▶ [EXCERPT]:
Mohammed also wanted to join them, but his mother, who stayed up all night, wouldn’t let him out.
Mahmoud Dudin, a cousin and neighbor of Mohammed’s, was already in the street. He’s a young electrician, 21, with a keffiyeh draped over his shoulders. A witness to Mohammed’s killing, Mahmoud relates that the troops split into two groups of about 100 soldiers each, with each group raiding houses in a different neighborhood.
The forces had come on foot from the direction of the Adurayim base, situated across the nearby hill. At 12:30 A.M., they were joined by about a dozen army jeeps and another dozen civilian jeeps, apparently from the Shin Bet security service. They drove, lights out, toward the Sanjir neighborhood, where the abandoned burned-out car that apparently was used by the kidnappers of the yeshiva youths had been found several days earlier.
The searches, the stone throwing and the firing of tear-gas and stun grenades went on all night. The soldiers, Mahmoud recalls, smashed windows and overturned furniture in dozens of homes. At 4 A.M., when the jeeps returned from Sanjir, they were pelted by stones. At 4:30, the soldiers started to leave the town, in groups. At 4:45, they crossed the main street on the way to their base. The youngsters continued to throw stones at them unceasingly until they left.
The first group of soldiers made do with firing tear-gas and stun grenades at the large numbers of young people on the streets. A little after 5 A.M., the last group of soldiers started to leave the town. Suddenly, one of the soldiers in the rear of the column aimed his rifle and fired live ammunition at the youngsters, at a range of about 80 meters. Mahmoud rushed to take cover behind a palm tree.

▶ [AIM OF THE TASK]: Transcribe the passage of the excerpt from "The searches, the" to "until they left.".

Dataset entries

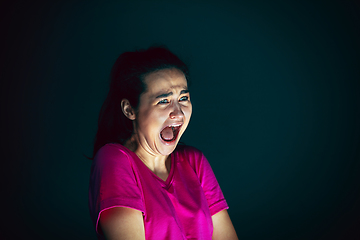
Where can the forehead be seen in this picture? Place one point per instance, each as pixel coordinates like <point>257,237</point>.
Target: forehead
<point>165,80</point>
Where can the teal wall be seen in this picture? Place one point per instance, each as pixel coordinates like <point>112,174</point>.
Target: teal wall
<point>276,108</point>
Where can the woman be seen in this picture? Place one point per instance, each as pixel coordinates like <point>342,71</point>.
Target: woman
<point>143,185</point>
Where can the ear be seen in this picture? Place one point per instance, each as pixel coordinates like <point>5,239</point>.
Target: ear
<point>127,109</point>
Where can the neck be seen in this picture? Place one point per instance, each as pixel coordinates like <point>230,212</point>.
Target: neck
<point>160,165</point>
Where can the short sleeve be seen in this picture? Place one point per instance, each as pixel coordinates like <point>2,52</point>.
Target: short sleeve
<point>113,182</point>
<point>208,181</point>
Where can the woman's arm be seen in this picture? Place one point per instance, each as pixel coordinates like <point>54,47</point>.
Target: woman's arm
<point>223,228</point>
<point>121,223</point>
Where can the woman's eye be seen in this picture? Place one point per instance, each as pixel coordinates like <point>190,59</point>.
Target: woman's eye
<point>184,98</point>
<point>164,101</point>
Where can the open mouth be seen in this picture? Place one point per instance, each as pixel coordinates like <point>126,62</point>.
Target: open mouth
<point>170,133</point>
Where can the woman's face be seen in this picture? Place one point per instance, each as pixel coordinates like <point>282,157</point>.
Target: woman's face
<point>163,113</point>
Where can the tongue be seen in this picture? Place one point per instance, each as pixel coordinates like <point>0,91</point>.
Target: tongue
<point>167,133</point>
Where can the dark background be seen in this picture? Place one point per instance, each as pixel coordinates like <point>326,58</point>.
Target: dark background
<point>276,108</point>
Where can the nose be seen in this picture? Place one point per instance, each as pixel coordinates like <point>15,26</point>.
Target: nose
<point>176,112</point>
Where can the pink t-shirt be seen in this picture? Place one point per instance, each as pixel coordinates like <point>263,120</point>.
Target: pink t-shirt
<point>178,208</point>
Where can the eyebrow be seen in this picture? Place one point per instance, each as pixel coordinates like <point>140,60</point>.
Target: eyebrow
<point>171,93</point>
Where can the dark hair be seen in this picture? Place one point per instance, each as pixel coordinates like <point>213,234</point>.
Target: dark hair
<point>127,81</point>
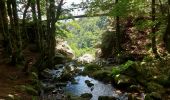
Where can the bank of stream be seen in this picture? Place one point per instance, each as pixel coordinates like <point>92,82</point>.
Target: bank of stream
<point>77,86</point>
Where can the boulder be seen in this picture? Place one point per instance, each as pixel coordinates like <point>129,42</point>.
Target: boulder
<point>123,81</point>
<point>86,95</point>
<point>153,96</point>
<point>63,48</point>
<point>106,98</point>
<point>102,75</point>
<point>89,84</point>
<point>85,59</point>
<point>46,73</point>
<point>154,87</point>
<point>59,58</point>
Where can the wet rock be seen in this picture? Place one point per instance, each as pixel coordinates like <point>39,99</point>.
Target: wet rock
<point>153,96</point>
<point>91,68</point>
<point>135,88</point>
<point>85,59</point>
<point>48,87</point>
<point>73,81</point>
<point>46,73</point>
<point>135,96</point>
<point>102,75</point>
<point>63,48</point>
<point>86,95</point>
<point>162,79</point>
<point>106,98</point>
<point>123,81</point>
<point>89,84</point>
<point>154,87</point>
<point>59,58</point>
<point>58,66</point>
<point>60,84</point>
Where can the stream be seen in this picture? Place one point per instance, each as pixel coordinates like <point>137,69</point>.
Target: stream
<point>98,89</point>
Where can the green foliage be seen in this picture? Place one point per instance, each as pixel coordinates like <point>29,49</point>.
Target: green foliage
<point>122,67</point>
<point>29,89</point>
<point>82,34</point>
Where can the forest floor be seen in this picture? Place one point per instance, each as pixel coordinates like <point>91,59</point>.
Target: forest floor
<point>11,78</point>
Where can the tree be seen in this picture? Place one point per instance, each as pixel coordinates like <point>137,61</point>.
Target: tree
<point>14,34</point>
<point>154,48</point>
<point>166,36</point>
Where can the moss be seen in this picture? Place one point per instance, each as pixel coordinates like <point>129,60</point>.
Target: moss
<point>102,75</point>
<point>106,98</point>
<point>154,87</point>
<point>86,95</point>
<point>89,84</point>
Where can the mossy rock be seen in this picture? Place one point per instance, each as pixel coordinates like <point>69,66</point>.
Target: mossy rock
<point>123,81</point>
<point>91,68</point>
<point>135,88</point>
<point>153,96</point>
<point>89,84</point>
<point>154,87</point>
<point>106,98</point>
<point>29,89</point>
<point>102,75</point>
<point>163,80</point>
<point>86,95</point>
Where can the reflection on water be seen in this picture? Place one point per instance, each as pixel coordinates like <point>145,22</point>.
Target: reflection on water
<point>99,88</point>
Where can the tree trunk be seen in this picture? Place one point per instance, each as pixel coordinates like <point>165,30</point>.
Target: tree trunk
<point>154,48</point>
<point>15,36</point>
<point>23,20</point>
<point>166,36</point>
<point>118,42</point>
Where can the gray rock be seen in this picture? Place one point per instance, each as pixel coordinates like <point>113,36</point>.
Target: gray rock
<point>86,95</point>
<point>106,98</point>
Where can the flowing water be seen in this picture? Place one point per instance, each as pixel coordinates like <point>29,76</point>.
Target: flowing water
<point>99,88</point>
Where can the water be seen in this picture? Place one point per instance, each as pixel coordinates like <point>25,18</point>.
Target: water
<point>99,88</point>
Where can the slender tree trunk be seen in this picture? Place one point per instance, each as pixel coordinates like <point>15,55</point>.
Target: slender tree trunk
<point>118,42</point>
<point>154,48</point>
<point>38,42</point>
<point>15,36</point>
<point>3,20</point>
<point>166,36</point>
<point>23,21</point>
<point>51,20</point>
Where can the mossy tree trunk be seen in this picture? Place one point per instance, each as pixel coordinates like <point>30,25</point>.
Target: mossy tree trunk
<point>14,33</point>
<point>154,48</point>
<point>166,36</point>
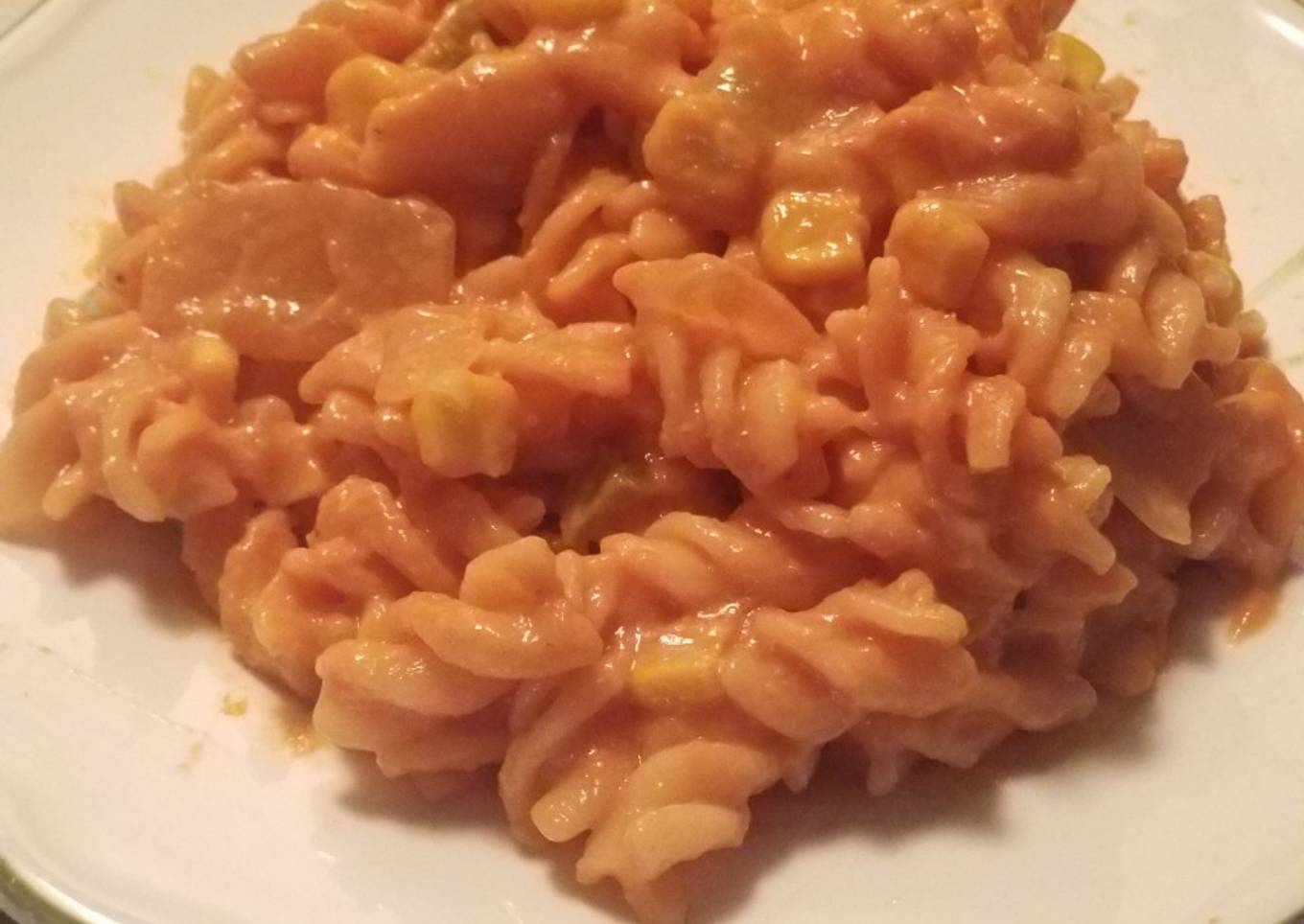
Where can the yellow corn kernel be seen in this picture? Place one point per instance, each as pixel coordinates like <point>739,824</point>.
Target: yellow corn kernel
<point>676,680</point>
<point>812,238</point>
<point>571,13</point>
<point>941,250</point>
<point>699,149</point>
<point>356,87</point>
<point>1083,67</point>
<point>466,424</point>
<point>198,89</point>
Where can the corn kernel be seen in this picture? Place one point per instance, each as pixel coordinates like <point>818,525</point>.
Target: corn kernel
<point>210,358</point>
<point>466,424</point>
<point>812,238</point>
<point>698,149</point>
<point>571,13</point>
<point>941,250</point>
<point>1083,67</point>
<point>356,87</point>
<point>674,681</point>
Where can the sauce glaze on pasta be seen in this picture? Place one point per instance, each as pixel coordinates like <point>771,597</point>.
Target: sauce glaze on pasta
<point>637,397</point>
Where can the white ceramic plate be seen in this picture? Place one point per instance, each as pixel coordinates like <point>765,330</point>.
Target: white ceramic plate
<point>127,794</point>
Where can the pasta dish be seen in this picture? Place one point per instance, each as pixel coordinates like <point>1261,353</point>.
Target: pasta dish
<point>631,401</point>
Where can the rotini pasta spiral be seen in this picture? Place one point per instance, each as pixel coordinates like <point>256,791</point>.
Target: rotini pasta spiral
<point>637,399</point>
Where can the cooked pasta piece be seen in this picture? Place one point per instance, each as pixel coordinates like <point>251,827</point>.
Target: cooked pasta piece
<point>637,399</point>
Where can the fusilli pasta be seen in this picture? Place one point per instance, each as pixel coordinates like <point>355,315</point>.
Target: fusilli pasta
<point>636,399</point>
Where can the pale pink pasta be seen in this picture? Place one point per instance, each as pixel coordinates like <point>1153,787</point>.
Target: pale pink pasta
<point>634,399</point>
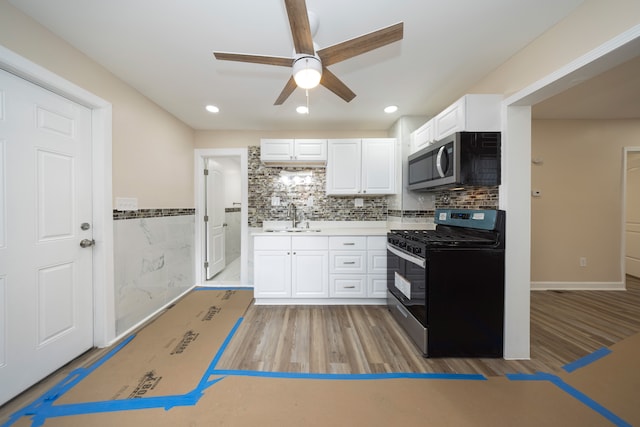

▶ [SOLUTION FOR THIS PROBLEM]:
The searches, the stone throwing and the firing of tear-gas and stun grenades went on all night. The soldiers, Mahmoud recalls, smashed windows and overturned furniture in dozens of homes. At 4 A.M., when the jeeps returned from Sanjir, they were pelted by stones. At 4:30, the soldiers started to leave the town, in groups. At 4:45, they crossed the main street on the way to their base. The youngsters continued to throw stones at them unceasingly until they left.